布置任务:
把下面所有条目逐行转换为一个 JSON 字符串列表，每行为一个字符串，空行略去。

### 记录信息

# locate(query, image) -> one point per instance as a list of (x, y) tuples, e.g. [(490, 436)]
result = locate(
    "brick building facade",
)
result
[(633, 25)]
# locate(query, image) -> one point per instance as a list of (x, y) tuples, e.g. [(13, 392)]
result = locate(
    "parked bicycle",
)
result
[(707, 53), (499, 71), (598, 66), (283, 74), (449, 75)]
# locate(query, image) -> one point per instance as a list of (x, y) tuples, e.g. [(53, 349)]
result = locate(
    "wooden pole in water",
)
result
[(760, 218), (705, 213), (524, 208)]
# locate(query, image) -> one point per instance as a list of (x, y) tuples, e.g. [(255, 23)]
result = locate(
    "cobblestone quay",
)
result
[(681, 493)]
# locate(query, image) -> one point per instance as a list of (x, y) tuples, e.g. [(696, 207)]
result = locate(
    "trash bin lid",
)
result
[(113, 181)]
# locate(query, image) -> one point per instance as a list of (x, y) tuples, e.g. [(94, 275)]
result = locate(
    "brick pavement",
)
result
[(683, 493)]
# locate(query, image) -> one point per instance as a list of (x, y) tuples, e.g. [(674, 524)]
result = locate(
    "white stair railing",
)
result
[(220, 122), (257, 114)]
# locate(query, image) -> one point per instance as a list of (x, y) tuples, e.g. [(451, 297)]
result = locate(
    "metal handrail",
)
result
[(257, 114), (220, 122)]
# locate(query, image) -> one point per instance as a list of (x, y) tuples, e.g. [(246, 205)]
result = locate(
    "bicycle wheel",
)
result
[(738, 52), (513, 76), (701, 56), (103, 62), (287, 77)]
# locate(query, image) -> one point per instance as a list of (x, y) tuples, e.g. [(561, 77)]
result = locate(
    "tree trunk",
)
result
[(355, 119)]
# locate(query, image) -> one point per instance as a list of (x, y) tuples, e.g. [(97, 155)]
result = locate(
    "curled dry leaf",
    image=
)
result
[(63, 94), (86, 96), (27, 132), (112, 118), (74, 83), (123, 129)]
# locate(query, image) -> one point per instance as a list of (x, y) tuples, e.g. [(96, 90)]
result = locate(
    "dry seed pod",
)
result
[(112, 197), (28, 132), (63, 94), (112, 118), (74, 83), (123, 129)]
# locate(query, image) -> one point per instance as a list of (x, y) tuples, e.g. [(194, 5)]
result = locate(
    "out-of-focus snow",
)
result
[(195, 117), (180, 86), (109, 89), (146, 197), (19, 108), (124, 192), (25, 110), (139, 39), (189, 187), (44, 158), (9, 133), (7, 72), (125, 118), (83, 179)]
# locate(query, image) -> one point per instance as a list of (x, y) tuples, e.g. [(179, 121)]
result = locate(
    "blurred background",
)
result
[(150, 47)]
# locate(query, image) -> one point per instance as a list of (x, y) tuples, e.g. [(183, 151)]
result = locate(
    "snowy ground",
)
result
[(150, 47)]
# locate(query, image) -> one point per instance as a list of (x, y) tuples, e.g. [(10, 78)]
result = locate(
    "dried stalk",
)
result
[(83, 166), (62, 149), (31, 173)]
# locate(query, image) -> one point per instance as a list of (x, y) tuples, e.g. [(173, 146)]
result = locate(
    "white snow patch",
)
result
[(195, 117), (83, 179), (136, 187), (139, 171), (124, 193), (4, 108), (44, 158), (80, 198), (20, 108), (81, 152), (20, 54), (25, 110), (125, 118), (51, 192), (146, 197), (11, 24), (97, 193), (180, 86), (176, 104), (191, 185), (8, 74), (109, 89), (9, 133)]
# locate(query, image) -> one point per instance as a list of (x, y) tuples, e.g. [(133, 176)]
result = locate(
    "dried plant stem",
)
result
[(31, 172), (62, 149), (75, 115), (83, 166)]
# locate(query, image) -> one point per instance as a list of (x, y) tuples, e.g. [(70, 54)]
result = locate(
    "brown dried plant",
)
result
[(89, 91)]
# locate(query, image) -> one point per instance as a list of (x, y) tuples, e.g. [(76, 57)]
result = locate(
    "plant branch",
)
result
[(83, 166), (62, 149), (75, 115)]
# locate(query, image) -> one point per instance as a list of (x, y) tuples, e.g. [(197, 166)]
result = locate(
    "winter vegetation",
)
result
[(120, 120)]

######

参考解答:
[
  "# locate(query, image) -> one point per instance as a list of (x, y) tuples, e.g. [(490, 436)]",
  "result = locate(",
  "    \"brick building facade\",",
  ")",
  "result",
  "[(633, 25)]",
  "# locate(query, image) -> one point per instance as a list of (x, y) tuples, e.g. [(13, 392)]",
  "result = locate(",
  "    \"parked bicycle\",",
  ")",
  "result",
  "[(707, 53), (499, 71), (598, 66), (283, 74), (449, 75)]",
  "# locate(query, image) -> one point per instance as a list of (x, y) tuples, e.g. [(53, 349)]",
  "result = locate(",
  "    \"wooden pole in water\",",
  ")",
  "result",
  "[(760, 218), (705, 213), (524, 208)]",
  "# locate(query, image) -> one point per instance as a list of (x, y) tuples, e.g. [(255, 23)]",
  "result = locate(",
  "    \"cobblestone quay\",",
  ")",
  "result",
  "[(681, 493)]",
  "# locate(query, image) -> one point per instance as a list of (x, y) tuples, e.g. [(696, 207)]",
  "result = locate(",
  "    \"trash bin lid\",",
  ")",
  "result",
  "[(113, 181)]",
  "# locate(query, image) -> one point per instance as a list of (x, y) tuples, e.g. [(94, 275)]",
  "result = locate(",
  "    \"brick pavement\",",
  ")",
  "result",
  "[(683, 493)]",
  "# locate(query, image) -> one point per instance as a list of (x, y) tuples, e.g. [(674, 524)]",
  "result = locate(",
  "    \"white stair railing\",",
  ")",
  "result",
  "[(220, 122), (257, 114)]",
  "# locate(query, image) -> one point per instance as a list of (x, y) tuples, e.g. [(451, 297)]",
  "result = locate(",
  "    \"metal handrail\",",
  ")",
  "result",
  "[(257, 114), (220, 122)]",
  "# locate(query, image) -> one point per instance as a list of (x, y) tuples, e.g. [(246, 205)]",
  "result = locate(",
  "    \"bicycle wheel\",",
  ")",
  "result",
  "[(738, 52), (513, 76), (701, 56), (103, 62), (287, 77)]",
  "# locate(query, image) -> one point per instance as a list of (x, y) tuples, e.g. [(561, 77)]",
  "result = locate(",
  "    \"tree trunk\",",
  ")",
  "result",
  "[(355, 119)]",
  "# locate(query, image) -> one point per instance as a list of (x, y) tuples, e.g. [(97, 155)]",
  "result = locate(",
  "    \"curled dry leaf\",",
  "    image=",
  ")",
  "result",
  "[(63, 94), (86, 96), (27, 132), (112, 118), (74, 83), (123, 129)]",
  "# locate(query, image) -> one point per instance as a list of (x, y) tuples, e.g. [(96, 90)]",
  "result = locate(",
  "    \"dry seed pod\",",
  ")",
  "result",
  "[(112, 197), (28, 132), (63, 94), (112, 118), (74, 83), (123, 129)]",
  "# locate(query, image) -> one point per instance as a list of (x, y) tuples, e.g. [(194, 5)]",
  "result = locate(",
  "    \"out-of-focus snow\",",
  ")",
  "result",
  "[(195, 117), (180, 86), (109, 89), (146, 197), (19, 108), (124, 192), (25, 110), (139, 39), (189, 187), (44, 158), (9, 133), (7, 72), (125, 118), (83, 179)]",
  "# locate(query, image) -> one point per instance as a list of (x, y) tuples, e.g. [(179, 121)]",
  "result = locate(",
  "    \"blurred background\",",
  ")",
  "result",
  "[(150, 47)]",
  "# locate(query, image) -> one point per instance as a list of (x, y) tuples, e.g. [(183, 151)]",
  "result = locate(",
  "    \"snowy ground\",",
  ")",
  "result",
  "[(150, 47)]",
  "# locate(query, image) -> one point per instance as a list of (x, y) tuples, e.g. [(10, 78)]",
  "result = locate(",
  "    \"dried stalk\",",
  ")",
  "result",
  "[(83, 166), (62, 149), (31, 173)]",
  "# locate(query, image) -> one point per instance as a list of (x, y) tuples, e.g. [(173, 146)]",
  "result = locate(",
  "    \"white snow patch\",",
  ")",
  "result",
  "[(195, 117), (83, 179), (136, 187), (139, 171), (124, 193), (4, 108), (44, 158), (80, 198), (20, 108), (81, 152), (20, 54), (25, 110), (125, 118), (51, 192), (146, 197), (11, 24), (97, 193), (180, 86), (176, 104), (191, 185), (8, 74), (109, 89), (9, 133)]",
  "# locate(query, image) -> one point per instance as a list of (x, y) tuples, e.g. [(133, 176)]",
  "result = locate(",
  "    \"dried plant stem\",",
  ")",
  "result",
  "[(31, 172), (62, 149), (75, 115), (83, 166)]",
  "# locate(query, image) -> one point per instance as a list of (x, y) tuples, e.g. [(70, 54)]",
  "result = locate(",
  "    \"brown dried plant\",",
  ")",
  "result",
  "[(89, 91)]",
  "# locate(query, image) -> one point per instance as a list of (x, y) tuples, e.g. [(76, 57)]",
  "result = locate(",
  "    \"plant branch\",",
  ")",
  "result",
  "[(83, 166), (62, 149), (75, 115)]",
  "# locate(query, image) -> one point per instance as a list of (x, y) tuples, e.g. [(197, 166)]",
  "result = locate(",
  "    \"winter vegetation\",",
  ")",
  "result",
  "[(120, 120)]"
]